— START —

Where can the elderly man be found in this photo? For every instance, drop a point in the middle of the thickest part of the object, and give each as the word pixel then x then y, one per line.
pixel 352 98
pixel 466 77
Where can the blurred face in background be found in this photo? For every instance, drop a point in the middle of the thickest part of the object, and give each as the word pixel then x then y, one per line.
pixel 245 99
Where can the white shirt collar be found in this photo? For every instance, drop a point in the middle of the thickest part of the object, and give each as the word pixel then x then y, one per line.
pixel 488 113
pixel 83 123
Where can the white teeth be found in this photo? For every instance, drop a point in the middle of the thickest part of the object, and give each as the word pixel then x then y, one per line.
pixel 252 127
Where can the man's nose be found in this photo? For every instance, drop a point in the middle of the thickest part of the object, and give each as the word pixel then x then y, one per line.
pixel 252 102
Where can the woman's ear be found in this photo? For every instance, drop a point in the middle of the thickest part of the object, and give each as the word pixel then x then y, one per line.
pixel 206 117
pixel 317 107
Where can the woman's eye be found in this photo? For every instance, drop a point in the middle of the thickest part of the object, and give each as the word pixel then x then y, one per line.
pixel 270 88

— END —

§ **Exercise instructions**:
Arrange everything from the line containing "Where can the white teeth" down through the line containing "pixel 317 107", both included, as a two-column CSV with the headers record_text and answer and one row per record. Put each value in a single quoted field, with its line breaks turned into spaces.

§ **Response**:
record_text,answer
"Where can the white teeth be found in this photo? For every instance, drop a point in the middle of the thickest part of the object, and give each as the word pixel then x then y, one per line.","pixel 252 127"
"Where can the man's nose be found in this photo? For every instance, drop a point in the middle of the thickest part of the object, and give each as the word pixel then x then y, one per line.","pixel 252 102"
"Where can the woman's ear be found in this photo? For every instance, drop a point in the middle of the thickest part of the object, and give each as the word pixel then x then y, one per line.","pixel 206 117 pixel 317 107"